**PROMPT**: Begin at the line below that contains "of the shoreline". Repeat it and all remaining lines of the records exactly.

[SUPPLIED DATA start]

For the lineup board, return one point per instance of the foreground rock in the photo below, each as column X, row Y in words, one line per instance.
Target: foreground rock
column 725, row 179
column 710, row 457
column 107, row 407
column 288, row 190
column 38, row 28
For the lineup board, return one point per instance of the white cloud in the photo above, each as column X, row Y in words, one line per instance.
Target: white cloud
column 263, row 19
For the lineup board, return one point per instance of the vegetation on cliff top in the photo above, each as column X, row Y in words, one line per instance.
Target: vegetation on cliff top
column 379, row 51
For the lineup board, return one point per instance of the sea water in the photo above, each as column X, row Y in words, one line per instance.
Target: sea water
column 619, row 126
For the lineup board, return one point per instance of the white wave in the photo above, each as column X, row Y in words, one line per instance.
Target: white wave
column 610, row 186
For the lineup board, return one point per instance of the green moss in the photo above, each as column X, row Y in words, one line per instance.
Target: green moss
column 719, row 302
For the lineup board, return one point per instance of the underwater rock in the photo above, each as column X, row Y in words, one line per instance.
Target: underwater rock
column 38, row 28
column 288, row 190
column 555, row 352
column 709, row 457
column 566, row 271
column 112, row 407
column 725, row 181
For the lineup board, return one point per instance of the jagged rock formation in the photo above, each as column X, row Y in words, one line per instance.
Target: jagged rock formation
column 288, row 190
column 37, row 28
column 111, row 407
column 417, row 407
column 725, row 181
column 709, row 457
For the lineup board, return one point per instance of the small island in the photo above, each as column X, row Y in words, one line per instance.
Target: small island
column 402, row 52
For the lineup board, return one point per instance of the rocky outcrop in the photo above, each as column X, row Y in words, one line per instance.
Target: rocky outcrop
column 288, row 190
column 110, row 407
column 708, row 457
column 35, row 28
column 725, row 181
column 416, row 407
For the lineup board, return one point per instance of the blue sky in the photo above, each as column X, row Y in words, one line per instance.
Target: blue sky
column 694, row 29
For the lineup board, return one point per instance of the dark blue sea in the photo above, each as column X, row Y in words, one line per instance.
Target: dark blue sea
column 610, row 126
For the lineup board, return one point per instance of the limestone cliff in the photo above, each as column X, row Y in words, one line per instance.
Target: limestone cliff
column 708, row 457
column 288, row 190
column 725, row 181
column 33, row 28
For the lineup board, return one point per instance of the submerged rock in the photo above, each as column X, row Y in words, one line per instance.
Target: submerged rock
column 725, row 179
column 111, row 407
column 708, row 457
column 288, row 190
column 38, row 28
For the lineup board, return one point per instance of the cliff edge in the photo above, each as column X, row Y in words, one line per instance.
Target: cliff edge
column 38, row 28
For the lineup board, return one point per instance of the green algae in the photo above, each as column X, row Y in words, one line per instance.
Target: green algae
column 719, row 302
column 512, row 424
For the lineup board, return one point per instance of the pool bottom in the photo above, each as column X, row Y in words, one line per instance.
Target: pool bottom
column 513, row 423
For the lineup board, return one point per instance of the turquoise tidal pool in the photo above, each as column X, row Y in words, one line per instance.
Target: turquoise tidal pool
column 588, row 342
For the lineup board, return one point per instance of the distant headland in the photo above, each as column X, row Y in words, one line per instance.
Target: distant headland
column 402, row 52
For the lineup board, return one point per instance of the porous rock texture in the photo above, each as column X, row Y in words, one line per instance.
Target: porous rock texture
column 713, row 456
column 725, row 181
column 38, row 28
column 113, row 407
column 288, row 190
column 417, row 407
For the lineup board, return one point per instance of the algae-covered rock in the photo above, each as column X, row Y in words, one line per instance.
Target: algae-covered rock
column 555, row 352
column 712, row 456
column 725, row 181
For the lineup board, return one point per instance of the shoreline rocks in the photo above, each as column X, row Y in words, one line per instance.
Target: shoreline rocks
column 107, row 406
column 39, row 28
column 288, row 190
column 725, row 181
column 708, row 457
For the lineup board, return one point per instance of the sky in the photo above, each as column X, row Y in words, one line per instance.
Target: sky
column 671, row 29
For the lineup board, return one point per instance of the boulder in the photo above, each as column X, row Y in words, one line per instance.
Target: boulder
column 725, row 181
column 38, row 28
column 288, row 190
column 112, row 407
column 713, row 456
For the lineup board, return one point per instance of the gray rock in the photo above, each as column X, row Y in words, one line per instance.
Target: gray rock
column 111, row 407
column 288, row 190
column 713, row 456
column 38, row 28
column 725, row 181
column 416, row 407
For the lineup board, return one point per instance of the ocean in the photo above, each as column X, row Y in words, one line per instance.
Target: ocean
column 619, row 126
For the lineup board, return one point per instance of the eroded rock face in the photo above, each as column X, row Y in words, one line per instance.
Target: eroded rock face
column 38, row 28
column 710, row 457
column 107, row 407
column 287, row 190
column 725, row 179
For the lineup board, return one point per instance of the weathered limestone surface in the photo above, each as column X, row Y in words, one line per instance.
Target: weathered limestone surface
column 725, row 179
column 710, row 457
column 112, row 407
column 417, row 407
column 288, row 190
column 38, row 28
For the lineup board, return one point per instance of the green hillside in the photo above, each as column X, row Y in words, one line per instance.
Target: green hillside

[SUPPLIED DATA end]

**WORKED SOLUTION**:
For the lineup board, return one point per instance of the shoreline rocks in the photo above, each as column X, row Y in words, one line per instance.
Target: shoreline rocks
column 107, row 406
column 39, row 28
column 288, row 190
column 725, row 181
column 708, row 457
For the lineup board, return one point per instance of the sky in the photo above, each as column X, row Y in words, one line per instance.
Target: sky
column 671, row 29
For the lineup board, return one point per instance of the boulder in the photo above, each as column X, row Y in words, one line per instance.
Target: boulder
column 725, row 181
column 38, row 28
column 288, row 190
column 112, row 407
column 713, row 456
For the lineup board, return one point per instance of the gray rock in the photo above, each as column X, row Y in words, one line per instance.
Target: gray rock
column 111, row 407
column 288, row 190
column 713, row 456
column 38, row 28
column 725, row 181
column 416, row 407
For the lineup board, return one point per instance of the ocean in the photo above, each as column X, row Y in words, one line per instance.
Target: ocean
column 619, row 126
For the lineup board, return one point per instance of the eroded rock face in the photo above, each as column X, row Y in words, one line per instance.
Target: eroded rock face
column 38, row 28
column 710, row 457
column 107, row 407
column 287, row 190
column 725, row 179
For the lineup board, return one point per instance of the weathered limestone surface in the photo above, each as column X, row Y in words, one line per instance.
Target: weathered limestone surface
column 725, row 179
column 710, row 457
column 112, row 407
column 417, row 407
column 288, row 190
column 38, row 28
For the lineup board, return one point per instance of the green hillside in the photo above, each as column X, row Y in words, one line per instance.
Target: green hillside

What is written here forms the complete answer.